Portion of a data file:
════════
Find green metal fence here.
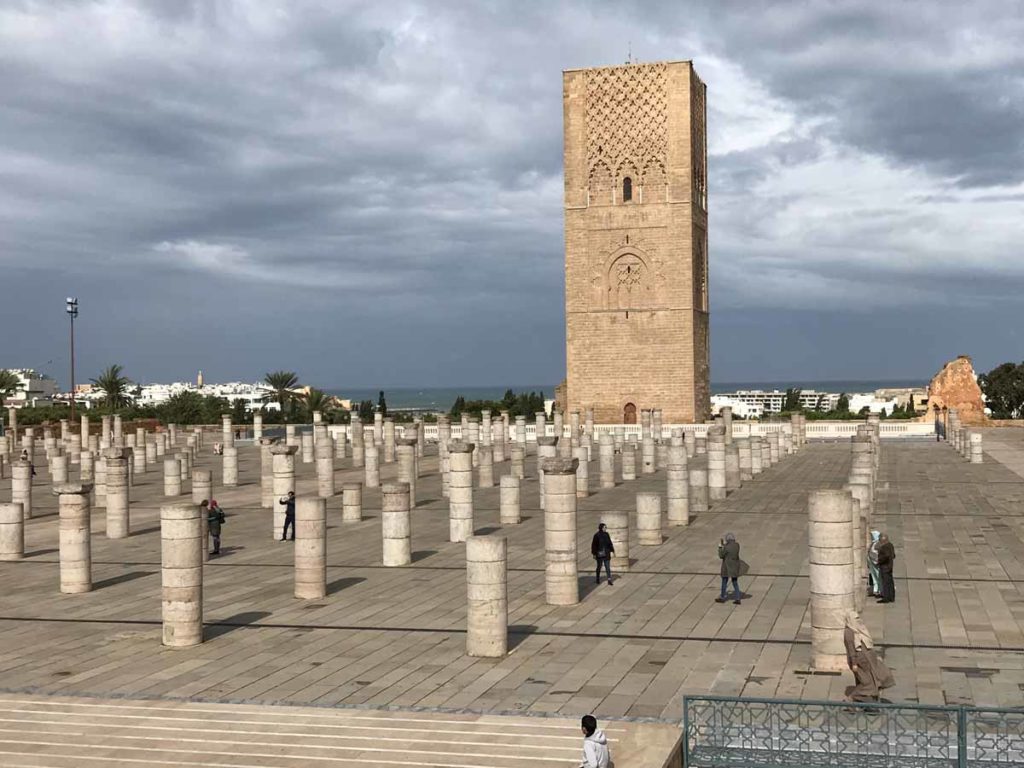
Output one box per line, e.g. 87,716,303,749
683,696,1024,768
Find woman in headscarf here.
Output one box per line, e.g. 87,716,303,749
867,530,882,597
843,610,895,701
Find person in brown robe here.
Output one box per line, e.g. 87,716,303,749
843,610,896,701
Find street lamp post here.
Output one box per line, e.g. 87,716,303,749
65,296,78,429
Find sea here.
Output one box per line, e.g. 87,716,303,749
327,379,928,411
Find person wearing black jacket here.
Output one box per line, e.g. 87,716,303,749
278,490,295,542
590,522,615,587
879,534,896,603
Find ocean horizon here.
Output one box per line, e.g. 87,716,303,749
325,379,928,411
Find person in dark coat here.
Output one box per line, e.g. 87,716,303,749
843,610,896,701
879,534,896,603
590,522,615,587
715,534,743,605
278,490,295,542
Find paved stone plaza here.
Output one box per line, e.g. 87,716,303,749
0,429,1024,766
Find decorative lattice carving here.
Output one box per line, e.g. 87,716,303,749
587,63,669,202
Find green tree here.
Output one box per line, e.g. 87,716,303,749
978,362,1024,419
90,366,131,414
0,369,22,404
263,371,299,414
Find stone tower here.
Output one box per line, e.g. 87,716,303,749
562,61,711,424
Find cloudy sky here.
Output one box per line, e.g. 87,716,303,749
0,0,1024,388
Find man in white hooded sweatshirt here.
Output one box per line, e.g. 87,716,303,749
580,715,611,768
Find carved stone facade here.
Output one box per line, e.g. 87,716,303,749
563,61,711,423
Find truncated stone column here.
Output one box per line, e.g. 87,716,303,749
160,504,205,648
667,437,690,525
341,482,362,522
572,447,590,499
10,459,32,520
104,447,131,539
637,494,662,547
971,432,984,464
223,445,239,488
466,536,509,658
395,437,417,509
807,490,854,672
381,483,409,565
597,432,615,488
315,439,334,499
498,475,522,525
364,442,381,488
295,496,327,600
163,456,181,501
449,440,474,542
270,442,298,539
0,502,25,561
542,456,580,605
53,482,92,595
708,426,727,503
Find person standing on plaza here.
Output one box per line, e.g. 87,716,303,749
879,534,896,603
580,715,611,768
590,522,615,587
867,530,882,597
715,534,743,605
278,490,295,542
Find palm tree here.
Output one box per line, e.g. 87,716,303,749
302,387,334,421
0,369,22,404
90,366,131,414
263,371,299,415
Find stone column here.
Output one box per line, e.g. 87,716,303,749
0,502,25,561
104,446,131,539
601,510,630,574
708,425,727,503
509,442,526,480
315,439,334,499
449,440,473,542
270,442,298,539
10,459,32,520
341,482,362,522
498,475,522,525
686,463,711,514
622,442,637,482
597,432,615,488
572,447,590,499
725,439,742,494
537,437,558,510
667,437,690,525
466,536,509,658
971,432,984,464
637,494,662,547
364,442,381,488
397,438,417,509
53,482,92,595
476,445,495,488
299,432,313,464
221,445,239,488
160,504,205,648
50,454,69,484
807,490,853,672
640,436,656,475
381,483,409,565
542,456,580,605
383,419,394,464
295,496,327,600
163,456,181,501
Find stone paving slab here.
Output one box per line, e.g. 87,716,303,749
0,435,1024,733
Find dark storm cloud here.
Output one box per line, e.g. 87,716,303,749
0,0,1024,386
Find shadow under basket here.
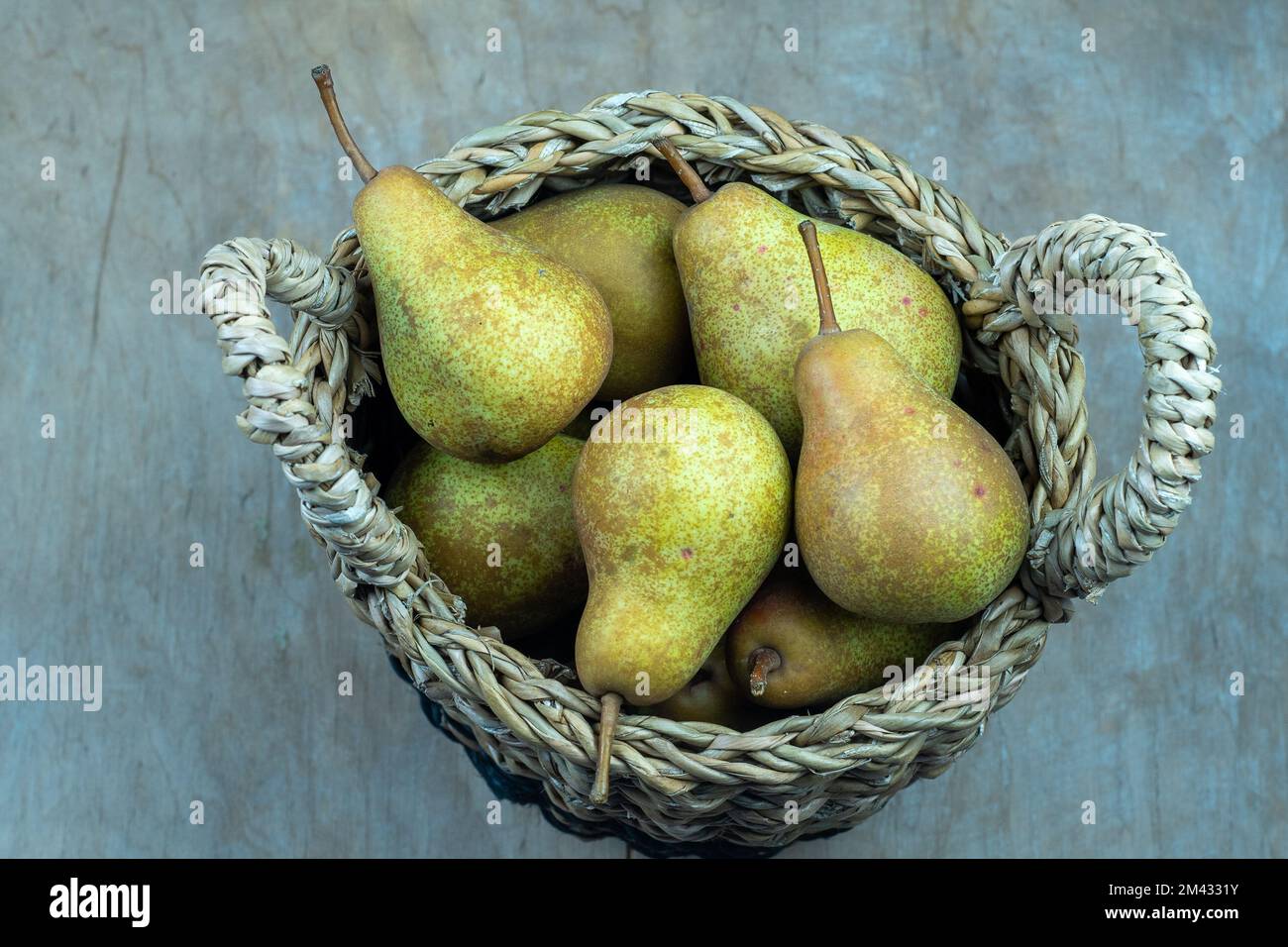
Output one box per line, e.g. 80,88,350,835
202,91,1221,854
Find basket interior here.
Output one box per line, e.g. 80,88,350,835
351,168,1044,716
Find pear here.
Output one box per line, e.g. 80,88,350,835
385,434,588,643
313,65,613,462
492,184,692,401
725,569,950,710
796,220,1027,624
657,141,961,460
572,385,791,801
649,639,770,730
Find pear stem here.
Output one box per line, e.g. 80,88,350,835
590,693,622,805
653,138,711,204
796,220,841,335
747,648,783,697
313,65,376,184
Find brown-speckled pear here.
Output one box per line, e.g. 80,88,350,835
796,222,1027,624
725,567,950,710
574,385,791,706
492,184,692,401
643,641,767,730
383,434,588,642
572,385,793,802
658,143,961,460
313,65,613,463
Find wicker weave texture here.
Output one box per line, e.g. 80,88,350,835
202,91,1221,847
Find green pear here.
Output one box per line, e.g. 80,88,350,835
796,220,1029,624
383,434,588,642
574,385,793,802
492,184,691,401
648,639,770,730
572,385,791,706
725,569,950,710
658,142,961,460
313,65,613,462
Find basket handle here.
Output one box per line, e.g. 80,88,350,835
201,232,416,598
996,215,1221,600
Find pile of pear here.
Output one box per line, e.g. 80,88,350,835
314,67,1029,801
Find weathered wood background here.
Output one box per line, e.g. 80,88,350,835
0,0,1288,858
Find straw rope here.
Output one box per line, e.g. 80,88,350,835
202,91,1221,847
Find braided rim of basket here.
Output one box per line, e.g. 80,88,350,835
202,91,1221,845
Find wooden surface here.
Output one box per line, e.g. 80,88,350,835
0,0,1288,858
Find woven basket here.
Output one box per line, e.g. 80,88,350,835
202,91,1221,848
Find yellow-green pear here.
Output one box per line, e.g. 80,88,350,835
725,567,950,710
492,184,692,401
641,641,767,730
658,142,961,460
574,385,791,800
796,220,1029,624
313,65,613,463
383,434,588,642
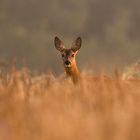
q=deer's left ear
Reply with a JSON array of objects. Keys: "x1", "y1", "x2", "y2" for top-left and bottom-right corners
[{"x1": 71, "y1": 37, "x2": 82, "y2": 52}]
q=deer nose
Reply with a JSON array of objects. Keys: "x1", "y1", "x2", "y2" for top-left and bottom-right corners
[{"x1": 65, "y1": 60, "x2": 70, "y2": 65}]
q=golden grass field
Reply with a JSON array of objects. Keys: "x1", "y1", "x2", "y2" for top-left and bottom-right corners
[{"x1": 0, "y1": 68, "x2": 140, "y2": 140}]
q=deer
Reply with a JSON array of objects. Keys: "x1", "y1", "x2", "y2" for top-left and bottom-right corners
[{"x1": 54, "y1": 36, "x2": 82, "y2": 84}]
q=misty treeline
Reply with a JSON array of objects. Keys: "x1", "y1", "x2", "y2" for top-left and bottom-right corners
[{"x1": 0, "y1": 0, "x2": 140, "y2": 73}]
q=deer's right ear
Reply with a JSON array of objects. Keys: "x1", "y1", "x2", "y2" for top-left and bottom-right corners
[{"x1": 54, "y1": 36, "x2": 65, "y2": 52}]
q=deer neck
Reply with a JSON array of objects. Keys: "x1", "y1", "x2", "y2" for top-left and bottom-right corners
[{"x1": 65, "y1": 62, "x2": 80, "y2": 83}]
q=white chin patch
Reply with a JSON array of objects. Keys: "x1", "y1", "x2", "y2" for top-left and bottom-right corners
[{"x1": 65, "y1": 65, "x2": 71, "y2": 68}]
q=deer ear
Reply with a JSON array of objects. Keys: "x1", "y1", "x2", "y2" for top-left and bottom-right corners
[
  {"x1": 54, "y1": 36, "x2": 65, "y2": 52},
  {"x1": 71, "y1": 37, "x2": 82, "y2": 52}
]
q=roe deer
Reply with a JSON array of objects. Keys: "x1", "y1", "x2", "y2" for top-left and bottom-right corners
[{"x1": 54, "y1": 37, "x2": 82, "y2": 83}]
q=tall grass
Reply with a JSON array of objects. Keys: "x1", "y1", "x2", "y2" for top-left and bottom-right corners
[{"x1": 0, "y1": 68, "x2": 140, "y2": 140}]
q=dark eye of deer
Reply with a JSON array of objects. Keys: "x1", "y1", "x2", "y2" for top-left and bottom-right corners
[{"x1": 71, "y1": 54, "x2": 74, "y2": 57}]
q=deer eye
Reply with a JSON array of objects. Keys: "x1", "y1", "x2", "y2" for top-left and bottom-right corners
[
  {"x1": 62, "y1": 54, "x2": 64, "y2": 57},
  {"x1": 71, "y1": 54, "x2": 74, "y2": 57}
]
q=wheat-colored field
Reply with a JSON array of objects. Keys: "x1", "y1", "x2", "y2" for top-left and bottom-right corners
[{"x1": 0, "y1": 68, "x2": 140, "y2": 140}]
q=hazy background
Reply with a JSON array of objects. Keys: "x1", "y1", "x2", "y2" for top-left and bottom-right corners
[{"x1": 0, "y1": 0, "x2": 140, "y2": 74}]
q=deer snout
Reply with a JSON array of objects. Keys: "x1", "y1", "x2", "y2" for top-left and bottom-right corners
[{"x1": 65, "y1": 60, "x2": 71, "y2": 66}]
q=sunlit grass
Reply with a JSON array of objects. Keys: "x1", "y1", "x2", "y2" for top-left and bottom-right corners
[{"x1": 0, "y1": 68, "x2": 140, "y2": 140}]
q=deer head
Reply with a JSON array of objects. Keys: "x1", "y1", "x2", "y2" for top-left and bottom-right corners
[{"x1": 54, "y1": 37, "x2": 82, "y2": 83}]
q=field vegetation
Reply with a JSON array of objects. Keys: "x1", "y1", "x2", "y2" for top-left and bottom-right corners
[{"x1": 0, "y1": 67, "x2": 140, "y2": 140}]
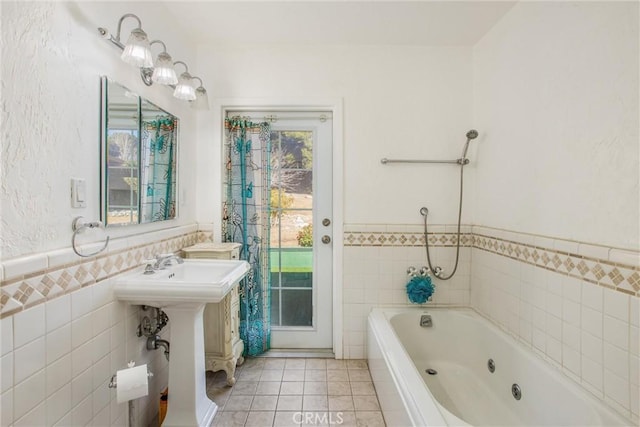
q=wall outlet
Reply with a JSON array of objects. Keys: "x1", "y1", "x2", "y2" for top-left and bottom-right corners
[{"x1": 71, "y1": 178, "x2": 87, "y2": 208}]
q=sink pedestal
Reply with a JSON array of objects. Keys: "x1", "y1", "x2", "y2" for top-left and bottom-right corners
[{"x1": 162, "y1": 302, "x2": 218, "y2": 427}]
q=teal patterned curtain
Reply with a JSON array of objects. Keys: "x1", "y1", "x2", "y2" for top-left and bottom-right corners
[
  {"x1": 222, "y1": 117, "x2": 271, "y2": 356},
  {"x1": 140, "y1": 117, "x2": 177, "y2": 222}
]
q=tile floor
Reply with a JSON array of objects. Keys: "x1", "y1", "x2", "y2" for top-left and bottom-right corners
[{"x1": 207, "y1": 358, "x2": 385, "y2": 427}]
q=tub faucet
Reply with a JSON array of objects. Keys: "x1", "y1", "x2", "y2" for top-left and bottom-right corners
[{"x1": 153, "y1": 254, "x2": 184, "y2": 270}]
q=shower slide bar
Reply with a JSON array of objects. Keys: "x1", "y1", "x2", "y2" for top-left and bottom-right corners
[{"x1": 380, "y1": 157, "x2": 469, "y2": 165}]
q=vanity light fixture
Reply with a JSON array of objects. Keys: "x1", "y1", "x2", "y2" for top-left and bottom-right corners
[
  {"x1": 191, "y1": 76, "x2": 209, "y2": 110},
  {"x1": 145, "y1": 40, "x2": 178, "y2": 85},
  {"x1": 98, "y1": 13, "x2": 209, "y2": 110},
  {"x1": 173, "y1": 61, "x2": 196, "y2": 101}
]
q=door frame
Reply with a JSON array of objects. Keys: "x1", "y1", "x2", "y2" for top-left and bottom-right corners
[{"x1": 211, "y1": 97, "x2": 344, "y2": 359}]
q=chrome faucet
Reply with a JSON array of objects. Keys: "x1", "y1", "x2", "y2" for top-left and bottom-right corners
[{"x1": 153, "y1": 254, "x2": 184, "y2": 270}]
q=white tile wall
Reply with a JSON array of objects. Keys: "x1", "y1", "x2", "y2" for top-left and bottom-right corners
[
  {"x1": 0, "y1": 228, "x2": 202, "y2": 427},
  {"x1": 471, "y1": 239, "x2": 640, "y2": 422},
  {"x1": 343, "y1": 242, "x2": 471, "y2": 359}
]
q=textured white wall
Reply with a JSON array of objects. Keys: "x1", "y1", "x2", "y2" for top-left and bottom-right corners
[
  {"x1": 472, "y1": 2, "x2": 640, "y2": 250},
  {"x1": 198, "y1": 46, "x2": 472, "y2": 229},
  {"x1": 0, "y1": 2, "x2": 198, "y2": 260}
]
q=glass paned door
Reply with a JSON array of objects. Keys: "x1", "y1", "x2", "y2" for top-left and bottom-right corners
[{"x1": 269, "y1": 112, "x2": 332, "y2": 348}]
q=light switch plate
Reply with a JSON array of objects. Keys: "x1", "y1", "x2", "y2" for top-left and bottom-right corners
[{"x1": 71, "y1": 178, "x2": 87, "y2": 208}]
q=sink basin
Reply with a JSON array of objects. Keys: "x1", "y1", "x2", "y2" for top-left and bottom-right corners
[
  {"x1": 114, "y1": 259, "x2": 249, "y2": 308},
  {"x1": 114, "y1": 259, "x2": 249, "y2": 427}
]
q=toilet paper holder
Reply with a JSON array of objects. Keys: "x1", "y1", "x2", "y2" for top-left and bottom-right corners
[{"x1": 109, "y1": 360, "x2": 153, "y2": 388}]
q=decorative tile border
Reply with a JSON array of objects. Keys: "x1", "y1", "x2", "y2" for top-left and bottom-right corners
[
  {"x1": 344, "y1": 225, "x2": 640, "y2": 297},
  {"x1": 343, "y1": 231, "x2": 472, "y2": 247},
  {"x1": 0, "y1": 231, "x2": 212, "y2": 319},
  {"x1": 473, "y1": 234, "x2": 640, "y2": 296}
]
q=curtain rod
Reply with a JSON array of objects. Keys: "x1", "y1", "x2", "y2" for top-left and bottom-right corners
[{"x1": 227, "y1": 112, "x2": 333, "y2": 123}]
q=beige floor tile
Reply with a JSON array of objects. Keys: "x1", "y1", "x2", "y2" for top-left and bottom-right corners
[
  {"x1": 273, "y1": 410, "x2": 300, "y2": 427},
  {"x1": 213, "y1": 411, "x2": 249, "y2": 427},
  {"x1": 304, "y1": 369, "x2": 327, "y2": 381},
  {"x1": 260, "y1": 369, "x2": 284, "y2": 381},
  {"x1": 306, "y1": 359, "x2": 327, "y2": 369},
  {"x1": 231, "y1": 381, "x2": 258, "y2": 396},
  {"x1": 245, "y1": 411, "x2": 275, "y2": 427},
  {"x1": 207, "y1": 387, "x2": 231, "y2": 408},
  {"x1": 264, "y1": 358, "x2": 287, "y2": 370},
  {"x1": 242, "y1": 357, "x2": 266, "y2": 369},
  {"x1": 327, "y1": 381, "x2": 351, "y2": 396},
  {"x1": 329, "y1": 396, "x2": 354, "y2": 411},
  {"x1": 350, "y1": 381, "x2": 376, "y2": 396},
  {"x1": 327, "y1": 369, "x2": 349, "y2": 381},
  {"x1": 251, "y1": 396, "x2": 278, "y2": 411},
  {"x1": 284, "y1": 359, "x2": 306, "y2": 370},
  {"x1": 329, "y1": 411, "x2": 357, "y2": 427},
  {"x1": 302, "y1": 395, "x2": 329, "y2": 412},
  {"x1": 327, "y1": 359, "x2": 347, "y2": 369},
  {"x1": 236, "y1": 369, "x2": 262, "y2": 382},
  {"x1": 223, "y1": 394, "x2": 253, "y2": 411},
  {"x1": 255, "y1": 381, "x2": 280, "y2": 395},
  {"x1": 346, "y1": 359, "x2": 369, "y2": 369},
  {"x1": 353, "y1": 396, "x2": 380, "y2": 411},
  {"x1": 349, "y1": 369, "x2": 371, "y2": 382},
  {"x1": 304, "y1": 381, "x2": 327, "y2": 395},
  {"x1": 282, "y1": 369, "x2": 305, "y2": 381},
  {"x1": 280, "y1": 381, "x2": 304, "y2": 394},
  {"x1": 356, "y1": 411, "x2": 385, "y2": 427},
  {"x1": 276, "y1": 395, "x2": 302, "y2": 411}
]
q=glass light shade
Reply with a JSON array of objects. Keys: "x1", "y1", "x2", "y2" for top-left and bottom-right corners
════════
# Instructions for the task:
Quote the listing from the line containing "Find truncated stone column here." through the line containing "263,371,299,415", including both of those lines.

# Result of the task:
Find truncated stone column here.
Output one box per line, e.g. 87,716,303,749
160,504,205,648
667,437,690,525
341,482,362,522
572,447,590,499
10,459,32,520
104,447,131,539
637,494,662,547
971,432,984,464
223,445,239,488
466,536,509,658
395,437,417,509
807,490,854,672
381,483,409,565
597,432,615,488
315,439,334,499
498,475,522,525
364,442,381,488
295,496,327,600
163,456,181,501
449,440,474,542
270,442,298,539
0,502,25,561
542,456,580,605
53,482,92,595
708,426,727,503
Find person standing on plaza here.
Output one box per line, e.g. 87,716,303,749
879,534,896,603
580,715,611,768
590,522,615,587
867,530,882,597
715,534,743,605
278,490,295,542
Find palm tree here.
Output one box per line, e.g. 87,716,303,749
302,387,334,421
0,369,22,404
90,366,131,414
263,371,299,415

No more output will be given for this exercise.